By Steve Halpern
Nearly every year the government threatens to shut down because government officials can’t agree on a budget. Whatever agreement these paid government employees reach never favors the working class over corporate interests. However, this year there is a new wrinkle in this insidious game.
Apparently, there is a law that prohibits the government from borrowing more than $31.4 trillion. The Biden Administration apparently is using “extraordinary measures” that would allow the government to borrow more than that amount. What are those “extraordinary measures”? This is what the Philadelphia Inquirer reported.
“It is predicted that even if Congress and the White House did not reach an agreement, the Treasury Department would prioritize debt service payments ahead of social spending.”
The Inquirer also commented on what might happen if the government fails to make their debt service payments.
“Federally backed debt is the backbone of the domestic and global markets. A failure to make good on U.S. borrowing could set off panic on Wall Street and spark millions of job losses.”
So, a legitimate question to ask is, What the——is going on here?
For me, a good place to start is with the question: What is a bank?
The universities and the pro-capitalist news media argue that banks finance corporations and that this financing allows most corporations to function. I have a different answer to that question.
The working class of the world produces all wealth. Corporations hire workers because the source of corporate profits comes from the labor of the workers all over the world.
Corporations then use some of the surplus derived from human labor and give that surplus to banks in interest on the money they borrowed. All banks in the world depend on that interest on investments for their survival.
When we understand these basic facts, it become clear that banks, in effect, never finance anything. Banks exist because of the surplus derived from the labor of the working class of the world. So, the money banks use to supposedly finance corporations is, in effect, money that was routinely taken from the workers who produce all the goods and services in the world.

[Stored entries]
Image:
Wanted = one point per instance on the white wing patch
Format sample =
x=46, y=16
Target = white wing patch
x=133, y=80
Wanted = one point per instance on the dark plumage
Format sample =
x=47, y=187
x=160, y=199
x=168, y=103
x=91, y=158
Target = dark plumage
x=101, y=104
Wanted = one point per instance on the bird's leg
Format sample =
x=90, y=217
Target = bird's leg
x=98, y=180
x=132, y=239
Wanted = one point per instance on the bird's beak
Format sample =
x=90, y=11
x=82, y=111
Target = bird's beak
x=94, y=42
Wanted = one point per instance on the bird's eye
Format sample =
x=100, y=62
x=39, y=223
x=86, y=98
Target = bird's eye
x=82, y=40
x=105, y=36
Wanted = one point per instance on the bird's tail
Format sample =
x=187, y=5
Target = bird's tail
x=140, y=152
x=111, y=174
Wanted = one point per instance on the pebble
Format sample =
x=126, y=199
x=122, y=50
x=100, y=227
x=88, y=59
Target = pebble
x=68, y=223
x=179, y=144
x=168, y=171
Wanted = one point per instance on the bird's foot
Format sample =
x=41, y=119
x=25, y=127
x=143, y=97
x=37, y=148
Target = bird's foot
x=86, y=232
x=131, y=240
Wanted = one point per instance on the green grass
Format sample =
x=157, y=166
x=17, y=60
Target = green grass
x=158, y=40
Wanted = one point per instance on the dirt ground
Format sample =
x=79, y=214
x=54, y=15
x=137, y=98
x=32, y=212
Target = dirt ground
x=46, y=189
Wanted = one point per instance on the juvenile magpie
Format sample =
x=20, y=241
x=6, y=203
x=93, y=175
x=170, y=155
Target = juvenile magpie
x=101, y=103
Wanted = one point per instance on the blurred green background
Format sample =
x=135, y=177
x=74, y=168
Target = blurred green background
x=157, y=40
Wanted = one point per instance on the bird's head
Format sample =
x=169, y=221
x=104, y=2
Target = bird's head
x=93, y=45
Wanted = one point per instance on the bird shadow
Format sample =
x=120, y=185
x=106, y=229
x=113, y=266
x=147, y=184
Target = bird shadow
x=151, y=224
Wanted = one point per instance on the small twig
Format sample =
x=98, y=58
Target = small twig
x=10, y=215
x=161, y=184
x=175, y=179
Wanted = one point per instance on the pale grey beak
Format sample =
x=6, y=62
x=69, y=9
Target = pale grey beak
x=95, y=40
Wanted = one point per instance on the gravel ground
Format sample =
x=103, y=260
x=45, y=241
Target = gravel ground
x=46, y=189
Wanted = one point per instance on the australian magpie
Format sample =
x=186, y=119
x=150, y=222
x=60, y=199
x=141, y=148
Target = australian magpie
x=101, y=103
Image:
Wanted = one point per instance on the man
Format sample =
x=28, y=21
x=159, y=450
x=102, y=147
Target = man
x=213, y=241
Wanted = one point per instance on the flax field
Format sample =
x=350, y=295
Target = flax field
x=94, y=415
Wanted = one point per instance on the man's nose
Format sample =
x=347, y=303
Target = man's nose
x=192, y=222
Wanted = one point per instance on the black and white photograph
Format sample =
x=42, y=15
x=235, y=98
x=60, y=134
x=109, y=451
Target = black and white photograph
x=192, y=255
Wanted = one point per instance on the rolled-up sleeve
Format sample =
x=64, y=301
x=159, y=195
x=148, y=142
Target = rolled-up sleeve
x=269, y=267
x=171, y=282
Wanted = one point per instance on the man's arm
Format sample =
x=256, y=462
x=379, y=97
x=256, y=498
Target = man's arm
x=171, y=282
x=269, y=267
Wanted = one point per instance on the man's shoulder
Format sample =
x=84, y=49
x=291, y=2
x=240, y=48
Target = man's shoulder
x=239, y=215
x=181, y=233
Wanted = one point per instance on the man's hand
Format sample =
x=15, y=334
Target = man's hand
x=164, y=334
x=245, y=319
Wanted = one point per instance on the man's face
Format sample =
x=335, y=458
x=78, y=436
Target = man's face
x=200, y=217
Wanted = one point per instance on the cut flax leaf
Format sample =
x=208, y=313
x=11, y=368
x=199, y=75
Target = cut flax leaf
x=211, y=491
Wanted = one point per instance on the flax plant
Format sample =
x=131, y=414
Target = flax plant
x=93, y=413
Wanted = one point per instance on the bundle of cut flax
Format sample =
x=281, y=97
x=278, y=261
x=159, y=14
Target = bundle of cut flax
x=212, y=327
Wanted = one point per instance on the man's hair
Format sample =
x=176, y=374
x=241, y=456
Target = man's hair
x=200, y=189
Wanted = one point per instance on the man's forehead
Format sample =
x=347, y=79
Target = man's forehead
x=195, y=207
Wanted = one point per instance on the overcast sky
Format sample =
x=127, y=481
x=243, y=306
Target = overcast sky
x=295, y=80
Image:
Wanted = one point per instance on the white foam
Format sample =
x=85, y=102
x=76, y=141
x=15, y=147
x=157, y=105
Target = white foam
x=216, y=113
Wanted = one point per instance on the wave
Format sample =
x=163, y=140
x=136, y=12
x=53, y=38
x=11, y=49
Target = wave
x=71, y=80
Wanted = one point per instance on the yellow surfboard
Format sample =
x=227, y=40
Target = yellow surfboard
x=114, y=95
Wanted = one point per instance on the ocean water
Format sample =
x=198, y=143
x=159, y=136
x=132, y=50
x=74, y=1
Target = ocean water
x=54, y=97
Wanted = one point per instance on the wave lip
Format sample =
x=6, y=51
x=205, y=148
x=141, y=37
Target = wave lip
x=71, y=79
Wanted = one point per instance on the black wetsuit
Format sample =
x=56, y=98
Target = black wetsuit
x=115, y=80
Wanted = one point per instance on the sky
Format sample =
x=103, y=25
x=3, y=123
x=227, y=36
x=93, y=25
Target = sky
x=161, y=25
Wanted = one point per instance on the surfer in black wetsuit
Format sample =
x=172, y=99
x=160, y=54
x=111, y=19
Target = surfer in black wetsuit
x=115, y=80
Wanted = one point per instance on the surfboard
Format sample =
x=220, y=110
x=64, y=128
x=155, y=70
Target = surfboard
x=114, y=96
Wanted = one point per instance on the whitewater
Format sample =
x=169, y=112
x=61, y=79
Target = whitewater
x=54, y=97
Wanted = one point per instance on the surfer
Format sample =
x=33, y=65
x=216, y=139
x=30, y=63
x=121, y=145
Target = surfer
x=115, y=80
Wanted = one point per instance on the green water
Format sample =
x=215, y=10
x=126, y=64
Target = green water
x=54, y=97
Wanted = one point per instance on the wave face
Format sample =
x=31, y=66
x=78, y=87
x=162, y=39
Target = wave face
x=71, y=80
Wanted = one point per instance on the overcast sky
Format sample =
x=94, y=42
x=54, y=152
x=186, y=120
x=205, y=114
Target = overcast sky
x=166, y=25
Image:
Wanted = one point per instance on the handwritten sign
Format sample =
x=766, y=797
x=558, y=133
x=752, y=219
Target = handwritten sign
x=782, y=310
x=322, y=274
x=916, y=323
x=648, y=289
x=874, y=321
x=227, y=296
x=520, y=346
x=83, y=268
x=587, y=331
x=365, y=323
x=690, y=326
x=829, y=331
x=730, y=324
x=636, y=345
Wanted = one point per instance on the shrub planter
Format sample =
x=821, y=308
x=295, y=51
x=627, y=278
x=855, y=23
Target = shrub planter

WORK TO COMPLETE
(1) Copy the passage of the article on the debt limit and banks starting at "The Inquirer also" and ending at "to that question.", substituting "colleges" for "universities".
(2) According to the article on the debt limit and banks, are these statements true? (a) A law bars the government from borrowing more than $31.4 trillion. (b) The author accepts the view that banks finance corporations. (c) The Treasury Department is expected to put social spending ahead of debt service payments. Answer yes or no for each and quote the words that decide it.
(3) Carry on the article on the debt limit and banks from the point where it stops.
This material has no connection to the article on the debt limit and banks.

ANSWERS IN ORDER
(1)
The Inquirer also commented on what might happen if the government fails to make their debt service payments.
“Federally backed debt is the backbone of the domestic and global markets. A failure to make good on U.S. borrowing could set off panic on Wall Street and spark millions of job losses.”
So, a legitimate question to ask is, What the——is going on here?
For me, a good place to start is with the question: What is a bank?
The colleges and the pro-capitalist news media argue that banks finance corporations and that this financing allows most corporations to function. I have a different answer to that question.

(2)
(a) Yes: "there is a law that prohibits the government from borrowing more than $31.4 trillion."
(b) No: "I have a different answer to that question."
(c) No: "the Treasury Department would prioritize debt service payments ahead of social spending."

(3)
So, understanding these facts, why would the government need to borrow more than $31.4 trillion in order to function. How and why would this effect the global economy of the capitalist world?
When we understand that all banks and corporations exist because of the labor of the working class, we can see that the system of capitalism is, in essence, a continuous struggle between capitalists and workers.
Capitalists have three fundamental goals. These are to sell more and more commodities, and to cut costs. Because they need to continually grow, they are driven to support governments that are continually driven to dominate the entire world.
Workers, on the other hand, need and want goods and services throughout our lives. So, the needs of workers are in continual contradiction with the essence of what capitalism is all about. This explains why employers have essentially absolute control over what we do during the time we work for them on the job.
While government officials claim they represent all of our interests, their current crisis is clear evidence of the government’s determined effort to serve banking interests before the interests of the working class.
I believe a bit of background to this crisis is useful. Responding to a previous so-called banking crisis, President Obama gave banks literally trillions of dollars in what his administration called quantitative easing. President Trump continued to give banks trillions of dollars in 2020 following the lead of Obama. Obama and Trump got that enormous amount of money by allowing the Treasury Department to print the money. Yet today, the government is faced with a shut-down because they need to borrow more from banks.
Why would all of this effect the economy of the world?
Before the first and Second World Wars, Britain was the dominant capitalist power in the world. During those two world wars, the world’s superpower became the United States. Those wars were responsible for the deaths of about eighty million people.
Then, in 1944 before the end of the Second World War was over, the United States invited nations from around the world to a conference in Bretton Woods, New Hampshire. In that conference United States government and economic officials announced that they would be the new superpower of the world. The dollar and not the pound would be the dominant currency of the world.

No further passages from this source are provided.